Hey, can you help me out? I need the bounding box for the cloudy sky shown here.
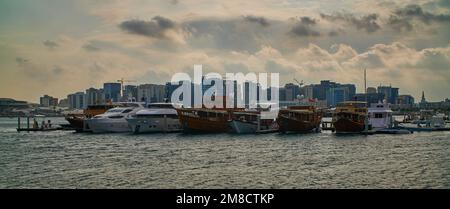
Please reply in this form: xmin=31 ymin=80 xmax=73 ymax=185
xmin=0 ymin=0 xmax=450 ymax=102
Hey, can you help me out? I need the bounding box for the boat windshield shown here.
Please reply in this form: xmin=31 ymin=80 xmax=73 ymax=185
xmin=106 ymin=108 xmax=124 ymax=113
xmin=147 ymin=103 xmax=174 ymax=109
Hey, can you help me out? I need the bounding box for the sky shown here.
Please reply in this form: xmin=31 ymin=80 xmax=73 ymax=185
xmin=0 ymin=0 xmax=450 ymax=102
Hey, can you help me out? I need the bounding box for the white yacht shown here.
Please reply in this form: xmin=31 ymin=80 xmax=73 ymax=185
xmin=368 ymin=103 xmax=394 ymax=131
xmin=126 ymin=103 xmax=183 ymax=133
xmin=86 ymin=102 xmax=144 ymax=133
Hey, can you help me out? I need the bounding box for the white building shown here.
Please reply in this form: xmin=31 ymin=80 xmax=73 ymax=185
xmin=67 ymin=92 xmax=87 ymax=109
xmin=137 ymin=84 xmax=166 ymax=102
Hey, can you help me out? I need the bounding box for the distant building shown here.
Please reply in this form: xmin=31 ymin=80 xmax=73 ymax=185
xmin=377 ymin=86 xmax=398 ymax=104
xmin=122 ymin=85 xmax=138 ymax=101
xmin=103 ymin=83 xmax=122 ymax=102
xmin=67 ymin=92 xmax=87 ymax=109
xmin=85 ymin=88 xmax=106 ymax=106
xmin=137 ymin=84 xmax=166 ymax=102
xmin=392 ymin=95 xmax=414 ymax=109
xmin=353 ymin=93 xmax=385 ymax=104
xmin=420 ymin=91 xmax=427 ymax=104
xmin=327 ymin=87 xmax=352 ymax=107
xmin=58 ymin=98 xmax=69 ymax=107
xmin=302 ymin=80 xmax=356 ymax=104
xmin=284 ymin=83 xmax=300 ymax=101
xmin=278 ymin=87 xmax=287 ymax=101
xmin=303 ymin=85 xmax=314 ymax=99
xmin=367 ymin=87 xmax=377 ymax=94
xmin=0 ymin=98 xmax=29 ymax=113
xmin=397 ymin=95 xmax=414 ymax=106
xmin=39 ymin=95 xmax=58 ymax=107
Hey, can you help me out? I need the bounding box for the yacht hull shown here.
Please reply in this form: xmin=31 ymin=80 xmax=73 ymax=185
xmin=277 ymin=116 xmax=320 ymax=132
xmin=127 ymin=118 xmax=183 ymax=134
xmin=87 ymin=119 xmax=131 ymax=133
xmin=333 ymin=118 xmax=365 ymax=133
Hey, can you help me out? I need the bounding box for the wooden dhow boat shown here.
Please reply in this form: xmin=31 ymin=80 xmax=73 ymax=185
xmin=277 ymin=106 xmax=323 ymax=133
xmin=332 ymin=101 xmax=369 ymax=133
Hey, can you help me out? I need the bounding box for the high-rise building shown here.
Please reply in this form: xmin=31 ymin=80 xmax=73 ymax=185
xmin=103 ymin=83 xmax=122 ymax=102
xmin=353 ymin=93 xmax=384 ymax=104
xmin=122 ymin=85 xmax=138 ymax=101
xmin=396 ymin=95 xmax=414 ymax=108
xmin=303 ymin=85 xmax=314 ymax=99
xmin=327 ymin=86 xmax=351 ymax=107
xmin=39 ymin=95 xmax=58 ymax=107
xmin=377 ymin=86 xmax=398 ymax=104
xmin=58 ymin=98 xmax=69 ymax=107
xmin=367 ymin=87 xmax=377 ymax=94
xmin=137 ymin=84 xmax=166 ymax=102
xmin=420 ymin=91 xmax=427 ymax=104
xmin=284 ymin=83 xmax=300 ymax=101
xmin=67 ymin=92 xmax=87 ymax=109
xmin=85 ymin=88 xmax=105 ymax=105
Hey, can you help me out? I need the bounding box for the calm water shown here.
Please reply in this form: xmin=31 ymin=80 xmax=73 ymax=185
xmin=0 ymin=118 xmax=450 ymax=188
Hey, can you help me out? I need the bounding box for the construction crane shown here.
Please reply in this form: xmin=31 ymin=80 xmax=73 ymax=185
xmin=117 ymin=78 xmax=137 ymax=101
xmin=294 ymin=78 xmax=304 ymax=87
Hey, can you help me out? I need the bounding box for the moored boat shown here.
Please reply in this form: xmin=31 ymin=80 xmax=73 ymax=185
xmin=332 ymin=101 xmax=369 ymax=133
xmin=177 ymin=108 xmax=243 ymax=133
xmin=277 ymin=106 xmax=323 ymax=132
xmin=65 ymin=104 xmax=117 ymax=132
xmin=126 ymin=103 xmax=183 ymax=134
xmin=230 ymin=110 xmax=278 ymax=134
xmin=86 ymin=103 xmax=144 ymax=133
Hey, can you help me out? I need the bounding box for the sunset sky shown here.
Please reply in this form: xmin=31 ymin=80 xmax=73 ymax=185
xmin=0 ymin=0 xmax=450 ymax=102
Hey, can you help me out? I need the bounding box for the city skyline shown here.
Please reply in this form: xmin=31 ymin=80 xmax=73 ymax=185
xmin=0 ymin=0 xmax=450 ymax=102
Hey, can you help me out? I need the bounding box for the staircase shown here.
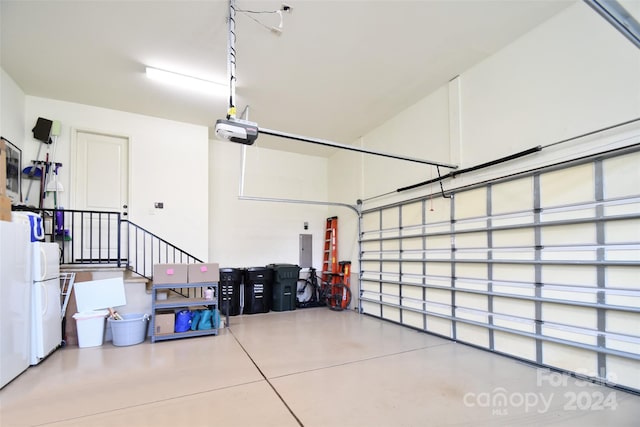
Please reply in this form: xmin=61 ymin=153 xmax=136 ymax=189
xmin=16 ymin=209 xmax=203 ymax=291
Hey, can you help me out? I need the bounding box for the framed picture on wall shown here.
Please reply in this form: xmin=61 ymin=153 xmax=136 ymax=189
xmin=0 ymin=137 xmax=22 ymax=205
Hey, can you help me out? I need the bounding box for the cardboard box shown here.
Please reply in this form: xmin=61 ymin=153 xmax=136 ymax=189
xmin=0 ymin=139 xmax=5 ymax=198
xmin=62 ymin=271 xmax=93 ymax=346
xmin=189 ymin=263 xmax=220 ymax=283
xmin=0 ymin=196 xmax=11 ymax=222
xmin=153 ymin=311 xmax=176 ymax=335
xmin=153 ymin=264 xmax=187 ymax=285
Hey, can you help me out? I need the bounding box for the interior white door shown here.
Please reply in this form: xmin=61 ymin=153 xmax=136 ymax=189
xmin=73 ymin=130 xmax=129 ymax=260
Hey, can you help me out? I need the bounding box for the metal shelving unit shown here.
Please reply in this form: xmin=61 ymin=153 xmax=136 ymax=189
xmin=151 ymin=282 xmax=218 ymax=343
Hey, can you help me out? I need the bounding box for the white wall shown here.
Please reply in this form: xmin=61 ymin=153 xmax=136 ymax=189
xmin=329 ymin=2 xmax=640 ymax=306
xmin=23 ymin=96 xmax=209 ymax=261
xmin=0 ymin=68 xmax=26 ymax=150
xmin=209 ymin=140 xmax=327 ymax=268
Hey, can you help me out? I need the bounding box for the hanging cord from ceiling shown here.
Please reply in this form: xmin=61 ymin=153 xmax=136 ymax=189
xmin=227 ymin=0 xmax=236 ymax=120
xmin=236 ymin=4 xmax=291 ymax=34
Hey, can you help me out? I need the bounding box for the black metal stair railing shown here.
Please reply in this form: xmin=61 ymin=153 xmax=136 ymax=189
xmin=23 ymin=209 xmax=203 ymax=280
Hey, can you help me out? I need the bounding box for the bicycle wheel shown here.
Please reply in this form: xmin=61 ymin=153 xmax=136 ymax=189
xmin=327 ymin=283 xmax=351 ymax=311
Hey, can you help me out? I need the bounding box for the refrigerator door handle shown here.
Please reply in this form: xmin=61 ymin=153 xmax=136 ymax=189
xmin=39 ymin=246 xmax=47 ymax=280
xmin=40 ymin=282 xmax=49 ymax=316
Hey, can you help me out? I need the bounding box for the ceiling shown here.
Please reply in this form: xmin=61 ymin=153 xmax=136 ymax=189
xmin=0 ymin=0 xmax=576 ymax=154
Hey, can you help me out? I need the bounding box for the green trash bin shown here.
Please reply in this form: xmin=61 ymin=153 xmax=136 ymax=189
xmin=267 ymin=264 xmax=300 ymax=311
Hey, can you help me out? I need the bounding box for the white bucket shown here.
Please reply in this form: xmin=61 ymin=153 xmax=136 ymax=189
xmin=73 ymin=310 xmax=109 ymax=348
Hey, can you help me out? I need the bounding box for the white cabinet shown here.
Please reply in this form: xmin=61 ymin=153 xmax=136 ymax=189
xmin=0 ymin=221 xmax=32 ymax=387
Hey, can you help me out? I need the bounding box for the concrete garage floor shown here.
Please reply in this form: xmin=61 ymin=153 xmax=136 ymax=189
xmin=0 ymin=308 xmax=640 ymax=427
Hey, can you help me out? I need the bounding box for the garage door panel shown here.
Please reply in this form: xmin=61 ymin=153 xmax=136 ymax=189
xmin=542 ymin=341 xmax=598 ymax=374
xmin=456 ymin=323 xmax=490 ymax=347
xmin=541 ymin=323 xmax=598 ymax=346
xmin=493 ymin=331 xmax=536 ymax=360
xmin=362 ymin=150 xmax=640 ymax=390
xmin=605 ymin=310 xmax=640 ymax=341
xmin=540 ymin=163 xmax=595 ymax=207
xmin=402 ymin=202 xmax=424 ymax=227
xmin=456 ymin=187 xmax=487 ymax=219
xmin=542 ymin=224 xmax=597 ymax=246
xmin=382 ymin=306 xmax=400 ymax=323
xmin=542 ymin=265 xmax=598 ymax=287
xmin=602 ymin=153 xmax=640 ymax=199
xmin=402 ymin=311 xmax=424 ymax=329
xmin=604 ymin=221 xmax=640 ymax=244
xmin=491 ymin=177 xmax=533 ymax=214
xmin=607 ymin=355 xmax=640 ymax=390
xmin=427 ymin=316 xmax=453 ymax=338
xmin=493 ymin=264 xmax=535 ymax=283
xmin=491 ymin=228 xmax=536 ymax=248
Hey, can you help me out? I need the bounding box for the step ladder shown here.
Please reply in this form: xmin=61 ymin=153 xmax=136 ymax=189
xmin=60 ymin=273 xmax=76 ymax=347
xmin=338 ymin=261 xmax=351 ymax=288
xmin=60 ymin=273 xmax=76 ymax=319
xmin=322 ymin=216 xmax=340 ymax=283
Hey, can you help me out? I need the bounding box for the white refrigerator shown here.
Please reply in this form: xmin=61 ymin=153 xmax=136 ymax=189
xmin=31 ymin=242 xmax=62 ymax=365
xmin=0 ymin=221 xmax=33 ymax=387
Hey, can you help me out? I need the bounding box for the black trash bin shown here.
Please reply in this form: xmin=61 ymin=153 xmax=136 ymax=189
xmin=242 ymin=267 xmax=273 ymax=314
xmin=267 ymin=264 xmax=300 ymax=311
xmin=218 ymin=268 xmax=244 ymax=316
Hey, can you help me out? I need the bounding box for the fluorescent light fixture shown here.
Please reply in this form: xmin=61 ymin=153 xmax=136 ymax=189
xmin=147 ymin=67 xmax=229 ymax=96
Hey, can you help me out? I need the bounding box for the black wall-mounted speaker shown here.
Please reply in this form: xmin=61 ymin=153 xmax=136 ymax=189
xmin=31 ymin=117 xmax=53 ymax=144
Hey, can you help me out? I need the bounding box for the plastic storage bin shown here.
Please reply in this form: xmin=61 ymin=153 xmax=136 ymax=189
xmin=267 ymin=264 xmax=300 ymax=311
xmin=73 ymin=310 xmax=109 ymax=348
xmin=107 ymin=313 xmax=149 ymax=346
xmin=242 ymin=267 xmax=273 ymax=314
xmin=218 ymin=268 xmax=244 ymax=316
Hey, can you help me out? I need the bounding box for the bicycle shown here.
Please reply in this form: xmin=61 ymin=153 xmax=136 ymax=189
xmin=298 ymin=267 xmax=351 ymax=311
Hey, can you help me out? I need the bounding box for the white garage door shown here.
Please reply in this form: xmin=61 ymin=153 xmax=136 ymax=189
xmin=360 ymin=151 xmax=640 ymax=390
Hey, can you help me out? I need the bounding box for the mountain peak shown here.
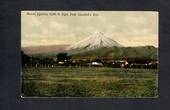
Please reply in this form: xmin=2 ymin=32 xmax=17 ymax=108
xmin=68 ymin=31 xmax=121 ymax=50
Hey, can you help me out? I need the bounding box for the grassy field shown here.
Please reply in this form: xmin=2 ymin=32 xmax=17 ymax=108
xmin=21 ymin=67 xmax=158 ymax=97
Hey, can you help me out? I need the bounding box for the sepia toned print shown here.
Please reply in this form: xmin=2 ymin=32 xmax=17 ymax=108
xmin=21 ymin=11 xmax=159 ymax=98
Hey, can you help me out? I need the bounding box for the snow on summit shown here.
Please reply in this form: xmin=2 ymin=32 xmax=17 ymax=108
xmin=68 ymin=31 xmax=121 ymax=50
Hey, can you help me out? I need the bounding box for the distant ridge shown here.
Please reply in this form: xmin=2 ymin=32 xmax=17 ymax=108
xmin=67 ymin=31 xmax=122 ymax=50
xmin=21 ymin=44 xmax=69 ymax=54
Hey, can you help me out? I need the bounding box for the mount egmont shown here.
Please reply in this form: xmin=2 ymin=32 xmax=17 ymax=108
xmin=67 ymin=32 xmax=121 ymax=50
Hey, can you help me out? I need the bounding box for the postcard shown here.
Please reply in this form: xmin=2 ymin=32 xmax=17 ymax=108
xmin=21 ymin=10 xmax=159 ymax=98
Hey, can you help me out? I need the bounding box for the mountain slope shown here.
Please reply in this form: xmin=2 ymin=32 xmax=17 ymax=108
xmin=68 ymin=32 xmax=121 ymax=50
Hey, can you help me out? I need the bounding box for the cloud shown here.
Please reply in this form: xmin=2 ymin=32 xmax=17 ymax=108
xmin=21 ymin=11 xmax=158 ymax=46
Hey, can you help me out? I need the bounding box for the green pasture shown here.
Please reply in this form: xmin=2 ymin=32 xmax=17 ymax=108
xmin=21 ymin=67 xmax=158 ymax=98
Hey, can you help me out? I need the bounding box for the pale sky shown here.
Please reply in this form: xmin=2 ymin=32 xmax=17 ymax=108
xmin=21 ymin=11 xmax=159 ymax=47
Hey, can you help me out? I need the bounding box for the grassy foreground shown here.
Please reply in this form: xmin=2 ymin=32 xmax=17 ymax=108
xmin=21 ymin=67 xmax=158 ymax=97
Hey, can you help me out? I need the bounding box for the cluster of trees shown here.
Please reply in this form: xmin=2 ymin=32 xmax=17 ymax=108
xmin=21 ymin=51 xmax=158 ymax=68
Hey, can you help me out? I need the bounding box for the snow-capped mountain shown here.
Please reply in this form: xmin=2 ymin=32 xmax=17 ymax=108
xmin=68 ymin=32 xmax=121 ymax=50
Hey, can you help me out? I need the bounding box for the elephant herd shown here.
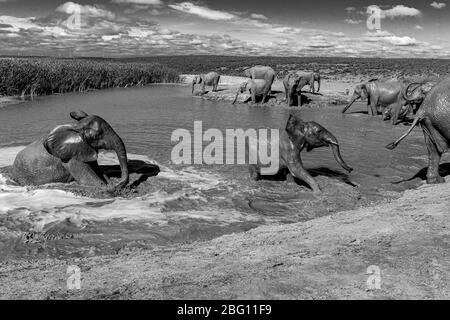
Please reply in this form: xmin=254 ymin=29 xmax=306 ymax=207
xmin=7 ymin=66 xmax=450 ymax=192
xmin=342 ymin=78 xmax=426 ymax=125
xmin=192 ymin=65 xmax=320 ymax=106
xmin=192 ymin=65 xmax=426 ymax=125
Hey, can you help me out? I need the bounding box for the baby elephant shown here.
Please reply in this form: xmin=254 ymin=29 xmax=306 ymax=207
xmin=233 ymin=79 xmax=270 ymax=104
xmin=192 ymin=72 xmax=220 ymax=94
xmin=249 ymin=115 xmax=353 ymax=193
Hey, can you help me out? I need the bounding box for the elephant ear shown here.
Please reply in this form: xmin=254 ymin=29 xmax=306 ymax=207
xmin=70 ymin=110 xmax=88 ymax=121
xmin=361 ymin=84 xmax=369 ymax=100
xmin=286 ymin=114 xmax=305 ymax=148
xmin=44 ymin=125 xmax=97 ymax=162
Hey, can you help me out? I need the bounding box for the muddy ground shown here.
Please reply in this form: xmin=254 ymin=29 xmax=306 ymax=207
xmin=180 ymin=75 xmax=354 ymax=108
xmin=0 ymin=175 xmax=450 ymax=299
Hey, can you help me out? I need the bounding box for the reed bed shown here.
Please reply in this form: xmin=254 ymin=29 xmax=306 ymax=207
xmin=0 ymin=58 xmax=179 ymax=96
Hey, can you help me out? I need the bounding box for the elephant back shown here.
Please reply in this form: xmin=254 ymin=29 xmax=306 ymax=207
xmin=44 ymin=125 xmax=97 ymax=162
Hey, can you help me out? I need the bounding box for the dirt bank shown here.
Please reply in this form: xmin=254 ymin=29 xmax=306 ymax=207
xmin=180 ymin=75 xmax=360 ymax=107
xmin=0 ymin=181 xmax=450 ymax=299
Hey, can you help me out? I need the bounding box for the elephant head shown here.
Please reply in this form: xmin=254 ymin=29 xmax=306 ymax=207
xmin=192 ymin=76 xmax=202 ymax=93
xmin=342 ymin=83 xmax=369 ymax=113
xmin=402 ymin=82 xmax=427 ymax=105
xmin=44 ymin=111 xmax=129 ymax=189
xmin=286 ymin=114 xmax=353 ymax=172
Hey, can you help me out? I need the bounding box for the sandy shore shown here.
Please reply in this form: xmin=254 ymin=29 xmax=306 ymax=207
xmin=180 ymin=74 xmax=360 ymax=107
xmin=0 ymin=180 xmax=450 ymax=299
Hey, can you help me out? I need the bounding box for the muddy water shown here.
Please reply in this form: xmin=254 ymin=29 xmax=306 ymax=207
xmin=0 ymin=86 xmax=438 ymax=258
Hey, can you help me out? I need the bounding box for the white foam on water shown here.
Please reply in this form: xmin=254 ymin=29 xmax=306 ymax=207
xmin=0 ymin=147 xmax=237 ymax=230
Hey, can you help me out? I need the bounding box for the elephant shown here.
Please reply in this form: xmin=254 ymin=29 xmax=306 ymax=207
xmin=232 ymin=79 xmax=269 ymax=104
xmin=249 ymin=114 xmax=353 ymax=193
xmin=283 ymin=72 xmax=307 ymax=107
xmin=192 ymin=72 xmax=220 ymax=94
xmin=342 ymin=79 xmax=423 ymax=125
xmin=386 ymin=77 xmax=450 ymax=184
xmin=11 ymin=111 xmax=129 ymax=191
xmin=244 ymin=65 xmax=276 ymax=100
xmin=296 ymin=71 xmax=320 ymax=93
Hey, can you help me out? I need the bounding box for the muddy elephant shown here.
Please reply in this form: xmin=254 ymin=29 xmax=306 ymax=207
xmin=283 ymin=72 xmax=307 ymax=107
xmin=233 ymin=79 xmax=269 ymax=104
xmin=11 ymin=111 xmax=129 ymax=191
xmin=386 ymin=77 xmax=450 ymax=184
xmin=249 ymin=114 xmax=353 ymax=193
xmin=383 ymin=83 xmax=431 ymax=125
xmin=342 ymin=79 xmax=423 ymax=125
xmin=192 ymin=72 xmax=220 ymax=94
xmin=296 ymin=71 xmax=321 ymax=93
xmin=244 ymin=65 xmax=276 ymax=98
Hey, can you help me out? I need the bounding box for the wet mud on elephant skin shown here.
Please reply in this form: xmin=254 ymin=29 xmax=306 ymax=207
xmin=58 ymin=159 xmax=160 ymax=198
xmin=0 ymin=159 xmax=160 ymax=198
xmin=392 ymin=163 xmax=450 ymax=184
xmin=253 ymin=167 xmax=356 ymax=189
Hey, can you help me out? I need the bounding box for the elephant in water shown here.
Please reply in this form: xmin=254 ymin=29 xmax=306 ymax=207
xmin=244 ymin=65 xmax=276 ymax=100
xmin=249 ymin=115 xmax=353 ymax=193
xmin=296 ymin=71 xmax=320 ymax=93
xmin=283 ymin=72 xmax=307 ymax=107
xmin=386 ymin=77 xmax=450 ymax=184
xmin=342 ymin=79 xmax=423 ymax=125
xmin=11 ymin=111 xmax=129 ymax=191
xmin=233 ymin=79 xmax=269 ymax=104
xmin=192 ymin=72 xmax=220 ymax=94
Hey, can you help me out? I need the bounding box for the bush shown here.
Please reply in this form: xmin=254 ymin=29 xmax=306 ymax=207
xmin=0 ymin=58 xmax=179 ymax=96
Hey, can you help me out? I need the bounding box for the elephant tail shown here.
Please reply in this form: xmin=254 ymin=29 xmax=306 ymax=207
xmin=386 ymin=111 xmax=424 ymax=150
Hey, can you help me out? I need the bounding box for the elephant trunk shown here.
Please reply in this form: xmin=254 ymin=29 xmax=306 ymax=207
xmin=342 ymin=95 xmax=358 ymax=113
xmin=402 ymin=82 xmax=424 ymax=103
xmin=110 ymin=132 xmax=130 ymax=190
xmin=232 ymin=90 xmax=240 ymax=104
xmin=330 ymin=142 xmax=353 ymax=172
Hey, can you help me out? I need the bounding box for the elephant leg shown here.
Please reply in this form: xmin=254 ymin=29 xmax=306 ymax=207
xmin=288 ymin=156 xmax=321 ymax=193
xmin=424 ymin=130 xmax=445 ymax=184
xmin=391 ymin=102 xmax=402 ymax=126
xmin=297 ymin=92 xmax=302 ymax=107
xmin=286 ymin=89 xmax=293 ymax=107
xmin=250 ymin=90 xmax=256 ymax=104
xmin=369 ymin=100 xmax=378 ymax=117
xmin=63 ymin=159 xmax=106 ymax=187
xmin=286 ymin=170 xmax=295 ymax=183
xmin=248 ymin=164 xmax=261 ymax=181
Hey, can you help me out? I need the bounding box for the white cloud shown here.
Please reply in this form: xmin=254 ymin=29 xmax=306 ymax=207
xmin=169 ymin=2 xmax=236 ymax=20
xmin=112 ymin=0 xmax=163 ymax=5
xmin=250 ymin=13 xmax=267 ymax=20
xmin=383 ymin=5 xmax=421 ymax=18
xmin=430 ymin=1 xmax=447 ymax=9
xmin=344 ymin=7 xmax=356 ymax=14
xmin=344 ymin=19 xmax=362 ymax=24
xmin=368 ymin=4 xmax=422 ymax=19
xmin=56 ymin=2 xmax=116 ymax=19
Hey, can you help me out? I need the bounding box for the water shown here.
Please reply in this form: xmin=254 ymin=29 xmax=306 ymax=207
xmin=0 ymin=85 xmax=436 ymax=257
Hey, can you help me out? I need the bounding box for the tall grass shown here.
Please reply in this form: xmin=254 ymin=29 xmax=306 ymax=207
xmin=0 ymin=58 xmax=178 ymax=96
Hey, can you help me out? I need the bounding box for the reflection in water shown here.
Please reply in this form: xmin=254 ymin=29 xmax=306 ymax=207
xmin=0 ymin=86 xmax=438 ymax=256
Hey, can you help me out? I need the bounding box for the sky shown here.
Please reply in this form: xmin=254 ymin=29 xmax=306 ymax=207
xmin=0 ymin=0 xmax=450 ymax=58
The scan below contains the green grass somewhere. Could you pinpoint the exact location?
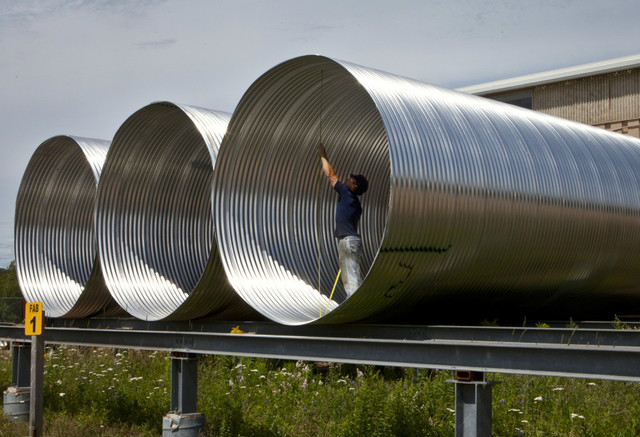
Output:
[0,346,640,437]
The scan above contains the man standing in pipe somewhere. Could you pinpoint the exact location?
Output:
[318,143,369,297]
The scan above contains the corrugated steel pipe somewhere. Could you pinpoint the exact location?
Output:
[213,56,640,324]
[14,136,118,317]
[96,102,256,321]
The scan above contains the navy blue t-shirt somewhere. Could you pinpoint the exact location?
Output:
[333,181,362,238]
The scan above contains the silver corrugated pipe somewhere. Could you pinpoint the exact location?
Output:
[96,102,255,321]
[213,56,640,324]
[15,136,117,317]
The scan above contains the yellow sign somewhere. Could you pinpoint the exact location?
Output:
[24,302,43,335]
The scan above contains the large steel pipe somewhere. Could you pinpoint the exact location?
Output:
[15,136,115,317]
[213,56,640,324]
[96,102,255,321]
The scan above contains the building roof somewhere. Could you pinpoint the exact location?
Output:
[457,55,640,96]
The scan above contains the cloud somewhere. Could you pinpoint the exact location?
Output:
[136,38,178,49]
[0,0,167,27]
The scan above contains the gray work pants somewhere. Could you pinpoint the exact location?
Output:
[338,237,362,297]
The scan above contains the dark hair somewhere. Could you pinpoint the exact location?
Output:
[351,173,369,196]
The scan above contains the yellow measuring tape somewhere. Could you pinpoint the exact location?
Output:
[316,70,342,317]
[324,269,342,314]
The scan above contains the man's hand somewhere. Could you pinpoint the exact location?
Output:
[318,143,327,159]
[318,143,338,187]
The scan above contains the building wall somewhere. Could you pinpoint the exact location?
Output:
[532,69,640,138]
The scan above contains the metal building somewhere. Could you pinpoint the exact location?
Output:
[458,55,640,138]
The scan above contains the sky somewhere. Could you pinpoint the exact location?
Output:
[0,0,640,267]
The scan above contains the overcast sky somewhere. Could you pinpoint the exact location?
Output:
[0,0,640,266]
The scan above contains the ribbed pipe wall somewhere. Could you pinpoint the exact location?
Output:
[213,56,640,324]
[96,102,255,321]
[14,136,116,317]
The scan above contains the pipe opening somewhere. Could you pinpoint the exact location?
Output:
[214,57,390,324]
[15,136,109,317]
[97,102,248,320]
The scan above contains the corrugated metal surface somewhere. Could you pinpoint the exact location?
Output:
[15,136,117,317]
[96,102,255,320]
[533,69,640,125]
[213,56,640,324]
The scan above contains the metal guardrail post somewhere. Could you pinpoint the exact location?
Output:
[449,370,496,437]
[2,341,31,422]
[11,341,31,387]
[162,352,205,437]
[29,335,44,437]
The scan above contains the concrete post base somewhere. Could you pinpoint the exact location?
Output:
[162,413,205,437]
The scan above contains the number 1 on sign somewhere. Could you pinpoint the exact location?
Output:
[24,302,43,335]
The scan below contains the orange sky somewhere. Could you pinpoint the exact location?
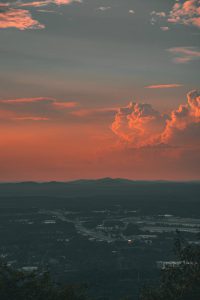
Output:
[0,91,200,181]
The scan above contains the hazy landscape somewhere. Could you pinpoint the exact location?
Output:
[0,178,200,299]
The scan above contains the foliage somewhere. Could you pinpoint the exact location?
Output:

▬▬▬

Lay out the section of the material above that opens with the line containing "white door shown here." and closes with the line containing "xmin=236 ymin=4 xmax=291 ymax=34" as a JSON list of strings, one string per line, leaving out any blank lines.

[
  "Hey, can you help me out? I need the bounding box for the interior white door shown here.",
  "Please reply in this form: xmin=61 ymin=153 xmax=136 ymax=189",
  "xmin=73 ymin=130 xmax=129 ymax=260",
  "Hey, can you help me out? I need the bounding box for the metal shelving unit shown here.",
  "Please reply in this form: xmin=61 ymin=153 xmax=136 ymax=189",
  "xmin=151 ymin=282 xmax=218 ymax=343",
  "Hey, can you help me out? I need the bounding box for the white wall shown here.",
  "Please reply in this form: xmin=61 ymin=153 xmax=136 ymax=189",
  "xmin=329 ymin=2 xmax=640 ymax=306",
  "xmin=23 ymin=96 xmax=209 ymax=261",
  "xmin=0 ymin=68 xmax=26 ymax=150",
  "xmin=209 ymin=140 xmax=327 ymax=268",
  "Hey, can you help me out? I need the bounding box for the hanging cord from ceiling shown here.",
  "Please reply in this form: xmin=61 ymin=153 xmax=136 ymax=189",
  "xmin=227 ymin=0 xmax=236 ymax=120",
  "xmin=236 ymin=4 xmax=291 ymax=34"
]